* [EXERCISES]:
A) Please list every environmental or well-being certification named in the text on sustainability in the hotel industry below.
B) Pick up the text on sustainability in the hotel industry after its final sentence and write the next part.

* [TEXT FOR ANALYSIS]:
Why is it necessary to discuss sustainability in the hotel industry? What added value does it represent for stakeholders?
We discussed this on November 30th at the offices of ESA Engineering in Milan. The talk event, endorsed by GRESB and sponsored by Bizaway, addressed an incredibly complex topic, balancing sustainable design/management of accommodation facilities, the demands of an increasingly discerning clientele, and the new challenges imposed by the market.
Leonardo Gloor, Hospitality & International Growth at Dils, moderated the meeting. The speakers who shared the current state of the art and offered their perspectives were:
- Maria Chiara Di Vincenzo – Architetto e Real Estate Developer – IGEFI
- Mauro Vinci – Senior Director Business Development Italy – Radisson Hotels
- Michele Bradanini – Technical & Quality Leader, Sustainability Dept. – ESA engineering
The session was opened with an introduction by Michele Bradanini, who outlined the company’s long-term commitment to an integrated approach to design.
“Sustainability in hotels poses a design challenge for ESA – we are indeed dealing with buildings with the highest energy consumption and emission producers. At the same time, it is one of the usage destinations where ensuring high standards of comfort for end-users is of utmost importance.”
Environmental certifications, such as the well-known LEED and BREEAM, are valuable tools, but it is important that they are used judiciously to achieve reasoned goals, taking into account the context and possible innovative solutions to deploy.
In terms of well-being in hospitality, the WELL certification ensures healthy spaces and comfort for guests. However, it is a relatively recent protocol, primarily focused on office functions. Therefore, when applied to the hotel sector, it poses challenges and may present various difficulties.
Which strategies are currently in place? How important is raising awareness among end-users?
Mauro Vinci provided an operational perspective on how to reconcile customer expectations and the significant challenges for effectively raising awareness among customers on sustainability issues.

Stored items from a collection

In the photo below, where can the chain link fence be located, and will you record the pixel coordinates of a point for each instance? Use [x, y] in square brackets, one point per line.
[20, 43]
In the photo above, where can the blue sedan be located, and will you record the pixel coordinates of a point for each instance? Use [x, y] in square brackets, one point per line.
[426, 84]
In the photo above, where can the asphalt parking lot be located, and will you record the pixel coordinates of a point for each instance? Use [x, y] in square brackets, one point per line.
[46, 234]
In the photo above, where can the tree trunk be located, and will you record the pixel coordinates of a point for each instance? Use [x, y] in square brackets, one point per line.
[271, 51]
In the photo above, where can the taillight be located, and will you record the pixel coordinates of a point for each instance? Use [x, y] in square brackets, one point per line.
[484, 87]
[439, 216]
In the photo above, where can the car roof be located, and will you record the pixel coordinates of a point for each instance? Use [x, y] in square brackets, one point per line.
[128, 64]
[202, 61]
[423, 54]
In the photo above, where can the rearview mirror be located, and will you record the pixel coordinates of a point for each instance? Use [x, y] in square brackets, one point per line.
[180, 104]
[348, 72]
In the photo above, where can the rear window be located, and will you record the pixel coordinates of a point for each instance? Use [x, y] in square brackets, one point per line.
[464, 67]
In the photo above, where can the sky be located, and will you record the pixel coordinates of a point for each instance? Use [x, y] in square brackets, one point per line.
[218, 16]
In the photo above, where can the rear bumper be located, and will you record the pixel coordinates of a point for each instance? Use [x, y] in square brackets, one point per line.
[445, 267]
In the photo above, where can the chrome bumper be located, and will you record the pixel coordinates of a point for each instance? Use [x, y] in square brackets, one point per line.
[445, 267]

* [TASK-BY-TASK ANSWERS]:
A) LEED, BREEAM, WELL

B)
“In fact, people’s sensitivity and awareness are increasing, also following the energy crisis we have experienced. Clearly, expectations have changed differently across various segments. The strategy cannot be the same when referring to 3-star hotels, 5-star hotels, or Luxury 5-star hotels.”
Each case should be individually determined, but the foundational guidelines are based on: monitoring energy consumption, increasing the use of alternative energies, and the complete electrification of structures
Maria Chiara Di Vincenzo enriched the debate from the investment perspective. Responding to the question “Why invest in sustainability?“, she highlighted ethical reasons, the relevance of ESG policies, and emerging regulatory obligations. Financial benefits for investors arise from operational efficiency, increased investment attractiveness, and risk reduction.
Market demands are clear. “Today, tenants require every building to adopt and meet ESG criteria (Environmental, Social, and Governance). At the same time, investors are required to comply with increasingly stringent standards. Another push in this direction is due to the European SFDR (Sustainable Finance Disclosure Regulation), which obliges financial operators to provide investors with information on sustainability through a verification of alignment of their investments with European taxonomy.”
Overall, the event was a valuable moment of discussion and learning, highlighting how sustainability in hotels is a complex but necessary path for the present and future of the industry.